--- START ---

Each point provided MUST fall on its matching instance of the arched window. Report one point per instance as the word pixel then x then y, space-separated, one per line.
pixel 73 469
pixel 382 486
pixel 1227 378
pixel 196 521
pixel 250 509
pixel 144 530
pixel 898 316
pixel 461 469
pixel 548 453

--- END ---

§ **Task to complete**
This exercise calls for every record above to be written out again exactly.

§ **Written response**
Each point provided MUST fall on its matching instance of the arched window. Report one point per instance as the word pixel then x then y, space-separated, one per line.
pixel 73 469
pixel 382 486
pixel 1227 378
pixel 196 521
pixel 250 509
pixel 144 530
pixel 898 316
pixel 461 469
pixel 548 453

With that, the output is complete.